# Text excerpt
==========

Analysis by Stephen Collinson, CNN
Washington (CNN) – Rudy Giuliani’s fingerprints are everywhere.
Despite being invisible for days after shelving his train wreck TV interviews he is emerging with President Donald Trump as the most dominant and intriguing figure in the impeachment drama.
The man once feted as America’s mayor is looming over events on Capitol Hill as details of his expansive role in the scandal fill publicly released witness testimony.
“He was always swirling around somewhere,” US Ambassador to the European Union Gordon Sondland testified, adding that Giuliani’s shadow foreign policy mission in Ukraine got more “insidious” as time went on.
Giuliani was ubiquitous, on the phone with Ukrainian officials, inserting himself in US diplomatic meetings, sowing confusion and exasperation about what he was up to, witnesses said.
Even Secretary of State Mike Pompeo couldn’t rein in the President’s man, rolling his eyes when Sondland mentioned him and saying: “Yes, it’s something we have to deal with,” according to transcripts of Sondland’s testimony.
Revelations about Giuliani’s mission are piling up as the Democratic impeachment push races ahead. A critical new stage of the inquiry opens next week with public hearings where the absent Giuliani’s name is sure to be on everyone’s lips.
Pages of newly released witness testimony appear to be cementing the Democratic case that Trump abused his power by seeking political favors from Ukraine. The President, however insists he did nothing wrong and is dismissing latest revelations.
The Giuliani channel
Evidence of Giuliani’s intimate involvement in the Ukraine scheme turns the focus on why the President was apparently so keen to bypass accredited US diplomats and senior officials.
And on a day when Giuliani announced his own high powered legal defense team, speculation is growing about his own legal exposure and how the scandal will stain his own legacy.
“Even someone like Rudy Giuliani who at one point was a pretty significantly good lawyer realizes you need outside counsel,” said CNN legal analyst Preet Bharara, who like Giuliani is a former US attorney for the Southern District of New York, on CNN’s “Situation Room.”
“I don’t know that he is in true criminal jeopardy, but at a minimum when people are beginning to investigate you … you want to have able counsel at your side,” he said.
The torrent of revelations about Giuliani will mean that Trump’s attitude and mood regarding his lawyer and most vociferous cable television defender needs to be closely watched.
If the President begins to create some distance between them, Giuliani wouldn’t be the first Trump lawyer to face carrying the can for his client’s alleged wrongdoing — as former Trump attorney Michael Cohen well knows.
Most fundamentally, the flurry of disclosures about Giuliani poses the question of whether Congress will ever get to the bottom of what happened in Ukraine without his testimony.
Giuliani has said in the past that he would like to testify. But it seems unlikely he has much to gain by doing so. But any attempt to avoid an appearance based on attorney-client privilege or executive privilege would be a tough legal sell given his non-official role and ramblings into Europe — well beyond the confines of a relationship with Trump.
He might also exercise his right to avoid self-incrimination given the current criminal and counter-intelligence investigation into his business dealings in Ukraine.
Giuliani rejected the idea that he was enriching himself abroad through his associations with the President in a conversation with CNN Investigative Reporter Drew Griffin.

==========

# Material provided
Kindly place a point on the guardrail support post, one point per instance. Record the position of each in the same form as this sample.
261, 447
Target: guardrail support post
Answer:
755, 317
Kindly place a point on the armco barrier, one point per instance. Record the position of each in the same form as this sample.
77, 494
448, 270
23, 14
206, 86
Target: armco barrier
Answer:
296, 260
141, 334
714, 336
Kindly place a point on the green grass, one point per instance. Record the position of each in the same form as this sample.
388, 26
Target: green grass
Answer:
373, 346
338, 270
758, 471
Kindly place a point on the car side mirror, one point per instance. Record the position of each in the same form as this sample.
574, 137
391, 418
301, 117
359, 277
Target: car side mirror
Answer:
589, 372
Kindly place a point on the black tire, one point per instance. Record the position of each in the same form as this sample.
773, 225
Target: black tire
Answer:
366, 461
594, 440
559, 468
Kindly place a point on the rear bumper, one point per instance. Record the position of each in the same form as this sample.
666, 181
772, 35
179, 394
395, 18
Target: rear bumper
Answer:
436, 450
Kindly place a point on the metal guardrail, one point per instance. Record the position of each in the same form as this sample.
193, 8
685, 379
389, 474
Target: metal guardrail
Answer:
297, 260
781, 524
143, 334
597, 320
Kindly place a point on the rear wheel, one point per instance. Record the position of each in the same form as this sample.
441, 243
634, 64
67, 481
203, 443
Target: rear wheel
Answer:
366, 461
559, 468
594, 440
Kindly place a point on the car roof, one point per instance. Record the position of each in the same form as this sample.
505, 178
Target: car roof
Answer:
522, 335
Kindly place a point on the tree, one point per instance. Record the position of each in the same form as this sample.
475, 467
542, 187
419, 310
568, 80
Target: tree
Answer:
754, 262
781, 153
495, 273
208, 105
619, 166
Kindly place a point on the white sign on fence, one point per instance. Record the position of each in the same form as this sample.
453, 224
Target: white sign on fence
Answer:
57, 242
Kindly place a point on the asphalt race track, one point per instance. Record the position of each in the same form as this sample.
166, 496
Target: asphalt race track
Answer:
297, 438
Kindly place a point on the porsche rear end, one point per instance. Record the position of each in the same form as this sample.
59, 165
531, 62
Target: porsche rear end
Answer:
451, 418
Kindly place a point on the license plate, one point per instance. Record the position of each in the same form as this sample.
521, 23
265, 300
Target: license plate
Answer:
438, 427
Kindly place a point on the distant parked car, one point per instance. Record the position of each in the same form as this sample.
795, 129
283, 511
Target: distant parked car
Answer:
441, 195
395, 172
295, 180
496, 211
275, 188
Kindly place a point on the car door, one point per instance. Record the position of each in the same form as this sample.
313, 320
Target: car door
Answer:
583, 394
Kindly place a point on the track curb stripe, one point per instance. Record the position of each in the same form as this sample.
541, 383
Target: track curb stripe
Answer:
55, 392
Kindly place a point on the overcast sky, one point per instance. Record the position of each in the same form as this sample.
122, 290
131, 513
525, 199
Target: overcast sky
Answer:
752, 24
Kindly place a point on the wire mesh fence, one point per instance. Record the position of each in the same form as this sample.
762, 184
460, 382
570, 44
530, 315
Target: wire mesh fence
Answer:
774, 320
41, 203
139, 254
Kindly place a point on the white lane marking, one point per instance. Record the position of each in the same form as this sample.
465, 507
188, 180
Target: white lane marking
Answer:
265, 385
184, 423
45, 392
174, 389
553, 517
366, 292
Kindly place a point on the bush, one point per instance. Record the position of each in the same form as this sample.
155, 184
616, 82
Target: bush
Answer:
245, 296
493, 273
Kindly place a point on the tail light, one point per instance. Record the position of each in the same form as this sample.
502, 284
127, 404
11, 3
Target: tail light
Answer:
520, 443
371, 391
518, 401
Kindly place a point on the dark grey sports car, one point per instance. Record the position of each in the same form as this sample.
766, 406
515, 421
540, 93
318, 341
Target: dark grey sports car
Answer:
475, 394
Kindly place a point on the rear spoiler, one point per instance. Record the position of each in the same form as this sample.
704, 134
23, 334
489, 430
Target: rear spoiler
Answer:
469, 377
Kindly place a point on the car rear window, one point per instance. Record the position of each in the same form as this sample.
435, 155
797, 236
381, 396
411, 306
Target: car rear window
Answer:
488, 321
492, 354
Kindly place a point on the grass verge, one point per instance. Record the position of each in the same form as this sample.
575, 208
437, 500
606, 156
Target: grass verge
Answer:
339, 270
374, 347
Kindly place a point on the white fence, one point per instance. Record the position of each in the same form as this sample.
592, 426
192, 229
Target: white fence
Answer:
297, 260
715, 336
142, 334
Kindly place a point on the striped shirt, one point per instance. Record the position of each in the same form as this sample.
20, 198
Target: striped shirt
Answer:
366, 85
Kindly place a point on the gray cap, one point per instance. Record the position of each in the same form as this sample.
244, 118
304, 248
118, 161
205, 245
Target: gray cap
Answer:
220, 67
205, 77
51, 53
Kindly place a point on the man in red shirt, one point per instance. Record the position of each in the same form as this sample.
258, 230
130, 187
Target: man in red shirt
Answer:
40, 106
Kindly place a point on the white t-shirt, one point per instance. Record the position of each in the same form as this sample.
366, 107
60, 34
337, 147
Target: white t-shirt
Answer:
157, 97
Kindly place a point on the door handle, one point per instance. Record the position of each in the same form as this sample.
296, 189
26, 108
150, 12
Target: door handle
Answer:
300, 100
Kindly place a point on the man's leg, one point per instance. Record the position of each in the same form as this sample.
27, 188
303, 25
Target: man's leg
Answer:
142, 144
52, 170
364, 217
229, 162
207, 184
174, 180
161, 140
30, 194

==========

# Problems and tasks
a - Update the stretch of the Giuliani analysis from "The man once" through "of Sondland’s testimony.", replacing "Capitol Hill" with "Congress".
b - For each statement, say yes or no to whether it agrees with the Giuliani analysis, and quote the deciding words: (i) Sondland testified that Giuliani's shadow foreign policy mission in Ukraine became less insidious over time. (ii) Preet Bharara, like Giuliani, is a former US attorney for the Southern District of New York. (iii) Giuliani has said in the past that he would like to testify.

# In response
a -
The man once feted as America’s mayor is looming over events on Congress as details of his expansive role in the scandal fill publicly released witness testimony.
“He was always swirling around somewhere,” US Ambassador to the European Union Gordon Sondland testified, adding that Giuliani’s shadow foreign policy mission in Ukraine got more “insidious” as time went on.
Giuliani was ubiquitous, on the phone with Ukrainian officials, inserting himself in US diplomatic meetings, sowing confusion and exasperation about what he was up to, witnesses said.
Even Secretary of State Mike Pompeo couldn’t rein in the President’s man, rolling his eyes when Sondland mentioned him and saying: “Yes, it’s something we have to deal with,” according to transcripts of Sondland’s testimony.

b -
(i) No: "Giuliani’s shadow foreign policy mission in Ukraine got more “insidious” as time went on"
(ii) Yes: "who like Giuliani is a former US attorney for the Southern District of New York"
(iii) Yes: "Giuliani has said in the past that he would like to testify."